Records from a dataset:
━━━━━━━━━━

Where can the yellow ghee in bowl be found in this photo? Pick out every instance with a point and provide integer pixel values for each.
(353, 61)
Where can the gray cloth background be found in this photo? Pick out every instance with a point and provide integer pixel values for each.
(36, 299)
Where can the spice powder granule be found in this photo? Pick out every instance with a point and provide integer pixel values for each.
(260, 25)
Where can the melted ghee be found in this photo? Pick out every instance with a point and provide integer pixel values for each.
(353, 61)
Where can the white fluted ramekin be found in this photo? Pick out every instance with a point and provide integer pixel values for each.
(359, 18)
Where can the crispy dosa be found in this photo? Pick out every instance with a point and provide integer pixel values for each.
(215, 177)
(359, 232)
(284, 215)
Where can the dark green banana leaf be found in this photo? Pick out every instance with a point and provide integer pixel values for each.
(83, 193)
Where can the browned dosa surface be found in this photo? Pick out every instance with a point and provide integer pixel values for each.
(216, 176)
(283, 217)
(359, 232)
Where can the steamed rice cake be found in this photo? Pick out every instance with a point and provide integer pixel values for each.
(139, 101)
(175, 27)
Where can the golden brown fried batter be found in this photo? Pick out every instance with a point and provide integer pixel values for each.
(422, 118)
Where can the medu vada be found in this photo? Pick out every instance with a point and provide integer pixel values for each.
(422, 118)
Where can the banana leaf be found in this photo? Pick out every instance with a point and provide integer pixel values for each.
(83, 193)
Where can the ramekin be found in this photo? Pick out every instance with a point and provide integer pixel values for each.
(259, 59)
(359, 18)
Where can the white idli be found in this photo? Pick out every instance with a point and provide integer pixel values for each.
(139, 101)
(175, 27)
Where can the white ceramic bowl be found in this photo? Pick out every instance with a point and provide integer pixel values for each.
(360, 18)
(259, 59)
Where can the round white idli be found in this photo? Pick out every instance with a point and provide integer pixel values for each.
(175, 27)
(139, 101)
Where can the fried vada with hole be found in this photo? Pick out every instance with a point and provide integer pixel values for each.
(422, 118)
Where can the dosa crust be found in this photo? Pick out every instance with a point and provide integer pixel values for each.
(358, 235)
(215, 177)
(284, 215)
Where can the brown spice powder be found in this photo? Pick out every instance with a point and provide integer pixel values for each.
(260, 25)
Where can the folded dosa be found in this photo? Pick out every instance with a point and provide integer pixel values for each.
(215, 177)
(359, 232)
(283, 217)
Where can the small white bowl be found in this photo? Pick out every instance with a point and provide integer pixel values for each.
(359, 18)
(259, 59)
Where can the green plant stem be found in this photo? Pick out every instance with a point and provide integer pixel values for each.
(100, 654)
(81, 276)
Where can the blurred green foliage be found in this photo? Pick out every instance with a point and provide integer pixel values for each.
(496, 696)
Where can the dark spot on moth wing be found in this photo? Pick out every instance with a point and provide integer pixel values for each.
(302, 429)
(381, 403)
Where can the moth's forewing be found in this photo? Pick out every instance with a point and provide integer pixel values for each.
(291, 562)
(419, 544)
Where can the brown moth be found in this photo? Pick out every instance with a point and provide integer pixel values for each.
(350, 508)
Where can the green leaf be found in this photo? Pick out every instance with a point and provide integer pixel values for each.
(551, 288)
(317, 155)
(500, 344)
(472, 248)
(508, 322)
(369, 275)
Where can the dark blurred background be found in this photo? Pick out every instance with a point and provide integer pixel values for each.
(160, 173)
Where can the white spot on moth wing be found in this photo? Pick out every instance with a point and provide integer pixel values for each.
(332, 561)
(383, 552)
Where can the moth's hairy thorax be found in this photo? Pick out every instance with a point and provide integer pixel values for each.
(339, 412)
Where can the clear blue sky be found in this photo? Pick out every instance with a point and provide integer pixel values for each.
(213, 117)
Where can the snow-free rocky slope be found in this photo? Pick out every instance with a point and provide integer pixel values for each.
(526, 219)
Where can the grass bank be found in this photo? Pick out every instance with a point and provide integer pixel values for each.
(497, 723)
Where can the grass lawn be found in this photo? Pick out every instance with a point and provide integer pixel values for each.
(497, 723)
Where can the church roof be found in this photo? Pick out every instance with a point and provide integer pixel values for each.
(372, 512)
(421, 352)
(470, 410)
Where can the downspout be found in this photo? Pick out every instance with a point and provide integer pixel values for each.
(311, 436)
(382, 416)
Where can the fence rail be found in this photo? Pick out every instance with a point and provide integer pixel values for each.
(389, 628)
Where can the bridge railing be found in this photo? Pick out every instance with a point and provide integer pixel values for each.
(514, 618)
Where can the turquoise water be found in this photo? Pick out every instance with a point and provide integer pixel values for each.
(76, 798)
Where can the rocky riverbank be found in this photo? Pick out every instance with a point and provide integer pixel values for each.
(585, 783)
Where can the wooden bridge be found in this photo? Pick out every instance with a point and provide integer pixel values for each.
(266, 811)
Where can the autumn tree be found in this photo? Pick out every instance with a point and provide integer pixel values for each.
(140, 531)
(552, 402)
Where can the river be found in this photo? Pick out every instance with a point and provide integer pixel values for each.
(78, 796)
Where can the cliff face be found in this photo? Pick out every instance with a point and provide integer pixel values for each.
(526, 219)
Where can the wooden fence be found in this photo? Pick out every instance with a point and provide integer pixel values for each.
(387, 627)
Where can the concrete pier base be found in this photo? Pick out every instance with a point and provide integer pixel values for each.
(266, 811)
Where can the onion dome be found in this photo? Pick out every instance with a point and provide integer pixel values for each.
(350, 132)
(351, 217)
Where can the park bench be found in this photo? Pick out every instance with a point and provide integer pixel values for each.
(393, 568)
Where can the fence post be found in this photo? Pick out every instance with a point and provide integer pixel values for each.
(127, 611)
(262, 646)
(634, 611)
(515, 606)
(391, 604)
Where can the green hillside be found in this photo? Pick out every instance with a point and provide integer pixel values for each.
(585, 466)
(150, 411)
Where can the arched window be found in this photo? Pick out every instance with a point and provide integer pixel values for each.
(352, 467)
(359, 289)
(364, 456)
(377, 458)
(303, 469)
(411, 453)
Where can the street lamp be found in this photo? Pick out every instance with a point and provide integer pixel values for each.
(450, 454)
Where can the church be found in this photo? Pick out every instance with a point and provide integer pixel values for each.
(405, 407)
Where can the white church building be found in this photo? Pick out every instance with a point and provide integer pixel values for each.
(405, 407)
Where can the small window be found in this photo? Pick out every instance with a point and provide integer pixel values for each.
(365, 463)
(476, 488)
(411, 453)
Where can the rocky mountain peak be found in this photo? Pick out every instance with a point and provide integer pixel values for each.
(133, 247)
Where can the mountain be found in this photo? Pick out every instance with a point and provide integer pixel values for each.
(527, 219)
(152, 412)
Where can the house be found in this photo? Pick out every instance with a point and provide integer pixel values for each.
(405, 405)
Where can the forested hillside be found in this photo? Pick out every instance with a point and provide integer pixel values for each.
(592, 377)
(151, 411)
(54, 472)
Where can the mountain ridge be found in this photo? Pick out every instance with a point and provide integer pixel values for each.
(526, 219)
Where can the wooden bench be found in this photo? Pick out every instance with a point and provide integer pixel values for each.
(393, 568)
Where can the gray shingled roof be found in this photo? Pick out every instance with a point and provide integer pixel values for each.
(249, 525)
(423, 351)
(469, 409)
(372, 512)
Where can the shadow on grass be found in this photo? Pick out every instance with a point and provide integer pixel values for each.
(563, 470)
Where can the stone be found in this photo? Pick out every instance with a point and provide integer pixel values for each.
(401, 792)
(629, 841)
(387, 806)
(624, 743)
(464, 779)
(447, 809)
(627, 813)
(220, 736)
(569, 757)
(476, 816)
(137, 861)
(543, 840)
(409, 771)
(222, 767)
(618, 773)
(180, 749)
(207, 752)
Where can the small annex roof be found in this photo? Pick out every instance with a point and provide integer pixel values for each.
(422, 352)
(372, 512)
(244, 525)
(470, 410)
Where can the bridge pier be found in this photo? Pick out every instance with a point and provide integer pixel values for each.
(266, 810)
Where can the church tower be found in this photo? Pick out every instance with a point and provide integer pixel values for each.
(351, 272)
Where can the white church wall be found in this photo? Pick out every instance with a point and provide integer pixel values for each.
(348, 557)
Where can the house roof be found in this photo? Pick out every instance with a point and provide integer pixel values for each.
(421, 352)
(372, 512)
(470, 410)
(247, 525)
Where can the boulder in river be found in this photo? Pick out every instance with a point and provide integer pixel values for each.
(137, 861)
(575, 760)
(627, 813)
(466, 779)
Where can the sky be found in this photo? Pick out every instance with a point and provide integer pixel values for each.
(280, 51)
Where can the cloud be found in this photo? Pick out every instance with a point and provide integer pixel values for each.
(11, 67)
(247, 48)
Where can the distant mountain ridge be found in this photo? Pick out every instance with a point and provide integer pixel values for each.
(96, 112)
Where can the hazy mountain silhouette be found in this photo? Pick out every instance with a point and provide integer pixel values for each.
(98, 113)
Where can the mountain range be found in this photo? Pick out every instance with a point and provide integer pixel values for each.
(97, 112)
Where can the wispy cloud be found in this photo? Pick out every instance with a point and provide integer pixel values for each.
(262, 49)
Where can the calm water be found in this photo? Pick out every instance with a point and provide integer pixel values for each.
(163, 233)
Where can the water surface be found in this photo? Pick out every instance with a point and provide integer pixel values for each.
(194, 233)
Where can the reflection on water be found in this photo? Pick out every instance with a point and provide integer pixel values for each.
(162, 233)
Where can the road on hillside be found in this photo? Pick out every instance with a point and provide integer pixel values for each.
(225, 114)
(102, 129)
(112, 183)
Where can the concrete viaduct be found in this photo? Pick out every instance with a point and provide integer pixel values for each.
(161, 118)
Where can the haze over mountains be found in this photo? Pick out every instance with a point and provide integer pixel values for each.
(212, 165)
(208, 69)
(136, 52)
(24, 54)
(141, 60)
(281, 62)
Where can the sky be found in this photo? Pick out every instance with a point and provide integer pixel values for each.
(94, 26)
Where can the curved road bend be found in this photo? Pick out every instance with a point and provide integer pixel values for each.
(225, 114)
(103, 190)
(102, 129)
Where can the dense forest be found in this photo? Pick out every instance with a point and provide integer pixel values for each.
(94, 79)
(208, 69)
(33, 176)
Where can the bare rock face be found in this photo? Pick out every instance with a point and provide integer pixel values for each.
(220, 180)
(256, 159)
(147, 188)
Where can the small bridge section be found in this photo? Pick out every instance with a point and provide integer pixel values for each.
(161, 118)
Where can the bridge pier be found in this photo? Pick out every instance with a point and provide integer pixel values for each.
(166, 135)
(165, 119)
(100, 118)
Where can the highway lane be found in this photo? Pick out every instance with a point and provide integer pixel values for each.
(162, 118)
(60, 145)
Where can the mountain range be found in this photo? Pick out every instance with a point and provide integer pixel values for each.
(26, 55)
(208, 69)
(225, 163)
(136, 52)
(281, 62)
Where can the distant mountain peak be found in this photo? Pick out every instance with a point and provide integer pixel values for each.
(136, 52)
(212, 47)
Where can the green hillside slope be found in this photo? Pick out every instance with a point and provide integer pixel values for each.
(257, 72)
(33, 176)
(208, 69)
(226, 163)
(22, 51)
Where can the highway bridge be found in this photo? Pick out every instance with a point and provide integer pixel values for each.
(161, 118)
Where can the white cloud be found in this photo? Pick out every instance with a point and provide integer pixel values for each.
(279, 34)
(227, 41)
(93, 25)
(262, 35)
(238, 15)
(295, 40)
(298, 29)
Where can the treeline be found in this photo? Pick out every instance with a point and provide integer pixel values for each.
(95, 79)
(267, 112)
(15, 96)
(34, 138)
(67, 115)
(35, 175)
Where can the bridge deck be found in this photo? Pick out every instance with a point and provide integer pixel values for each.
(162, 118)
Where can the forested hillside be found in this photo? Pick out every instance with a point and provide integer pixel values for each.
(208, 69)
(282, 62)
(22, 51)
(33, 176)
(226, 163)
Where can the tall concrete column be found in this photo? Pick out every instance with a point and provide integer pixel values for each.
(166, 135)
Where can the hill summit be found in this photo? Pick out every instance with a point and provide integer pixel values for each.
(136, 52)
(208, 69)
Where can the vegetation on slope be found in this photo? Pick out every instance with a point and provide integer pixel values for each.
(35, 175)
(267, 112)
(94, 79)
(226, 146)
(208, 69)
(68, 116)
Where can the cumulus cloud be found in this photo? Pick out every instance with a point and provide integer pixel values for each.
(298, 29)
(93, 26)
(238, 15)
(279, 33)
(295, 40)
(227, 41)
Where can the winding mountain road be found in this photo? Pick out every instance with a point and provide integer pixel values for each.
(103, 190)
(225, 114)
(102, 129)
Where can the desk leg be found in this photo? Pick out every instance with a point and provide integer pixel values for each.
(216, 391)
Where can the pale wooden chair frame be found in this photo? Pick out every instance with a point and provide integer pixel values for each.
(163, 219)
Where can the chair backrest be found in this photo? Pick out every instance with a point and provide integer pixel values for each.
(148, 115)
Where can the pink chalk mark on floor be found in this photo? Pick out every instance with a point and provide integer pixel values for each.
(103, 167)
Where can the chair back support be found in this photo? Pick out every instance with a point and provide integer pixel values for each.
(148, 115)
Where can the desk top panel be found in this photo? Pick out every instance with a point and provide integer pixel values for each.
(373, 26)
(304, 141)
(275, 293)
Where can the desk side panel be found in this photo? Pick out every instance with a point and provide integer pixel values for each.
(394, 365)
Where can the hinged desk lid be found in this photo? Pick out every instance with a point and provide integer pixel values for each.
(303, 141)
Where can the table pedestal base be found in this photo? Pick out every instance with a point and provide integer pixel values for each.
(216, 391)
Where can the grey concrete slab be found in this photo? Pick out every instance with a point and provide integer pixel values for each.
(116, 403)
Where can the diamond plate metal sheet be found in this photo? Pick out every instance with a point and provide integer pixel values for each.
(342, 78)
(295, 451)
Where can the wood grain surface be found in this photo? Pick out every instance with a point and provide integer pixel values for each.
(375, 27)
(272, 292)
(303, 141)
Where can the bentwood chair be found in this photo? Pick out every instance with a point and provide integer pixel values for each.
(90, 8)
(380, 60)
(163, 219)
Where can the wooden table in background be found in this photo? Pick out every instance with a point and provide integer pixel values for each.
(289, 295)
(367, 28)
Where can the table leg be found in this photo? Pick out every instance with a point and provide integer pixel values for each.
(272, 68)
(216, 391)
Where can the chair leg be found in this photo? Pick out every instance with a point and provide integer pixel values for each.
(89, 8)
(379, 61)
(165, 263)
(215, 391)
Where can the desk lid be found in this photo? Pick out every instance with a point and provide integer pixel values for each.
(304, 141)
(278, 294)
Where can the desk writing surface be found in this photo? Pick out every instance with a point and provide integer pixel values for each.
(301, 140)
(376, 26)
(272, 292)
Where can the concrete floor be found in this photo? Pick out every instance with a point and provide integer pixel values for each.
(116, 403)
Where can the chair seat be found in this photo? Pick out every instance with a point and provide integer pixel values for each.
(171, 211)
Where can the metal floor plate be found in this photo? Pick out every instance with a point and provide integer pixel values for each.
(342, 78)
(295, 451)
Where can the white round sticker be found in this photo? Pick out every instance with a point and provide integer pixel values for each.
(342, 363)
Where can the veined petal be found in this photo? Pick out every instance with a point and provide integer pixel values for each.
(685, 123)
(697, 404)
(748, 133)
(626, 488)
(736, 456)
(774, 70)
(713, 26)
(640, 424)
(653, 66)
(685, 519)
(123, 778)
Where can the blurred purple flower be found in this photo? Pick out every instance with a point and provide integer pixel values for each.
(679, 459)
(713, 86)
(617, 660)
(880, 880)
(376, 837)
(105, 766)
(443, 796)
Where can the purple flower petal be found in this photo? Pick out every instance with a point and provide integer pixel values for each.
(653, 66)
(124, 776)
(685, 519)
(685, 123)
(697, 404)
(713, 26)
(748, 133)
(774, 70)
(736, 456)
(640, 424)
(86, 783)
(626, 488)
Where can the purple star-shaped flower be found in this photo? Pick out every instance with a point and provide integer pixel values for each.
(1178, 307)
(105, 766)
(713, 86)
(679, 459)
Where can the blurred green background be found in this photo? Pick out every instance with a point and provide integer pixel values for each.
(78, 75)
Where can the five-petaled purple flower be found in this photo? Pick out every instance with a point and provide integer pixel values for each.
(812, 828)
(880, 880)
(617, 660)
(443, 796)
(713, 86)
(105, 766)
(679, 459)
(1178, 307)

━━━━━━━━━━

*GIVEN EXERCISE*
In the records above, locate the line that contains "Where can the purple star-shaped". Repeat it and every line after it, exactly, and nothing else.

*RESULT OF THIS TASK*
Where can the purple star-shaped flower be found in this photo? Pick out every instance with a point and provide integer pixel values for each.
(1178, 307)
(105, 766)
(713, 86)
(679, 459)
Where can the blurred green background be found in this photo? Pick out every instance with a point and provide integer pixel values for each.
(78, 75)
Where can the five-petaled purple flower be found in this photo? Pick out every instance with a point and provide integer pixel values for each.
(812, 828)
(880, 880)
(617, 660)
(443, 796)
(713, 86)
(105, 766)
(679, 459)
(1178, 307)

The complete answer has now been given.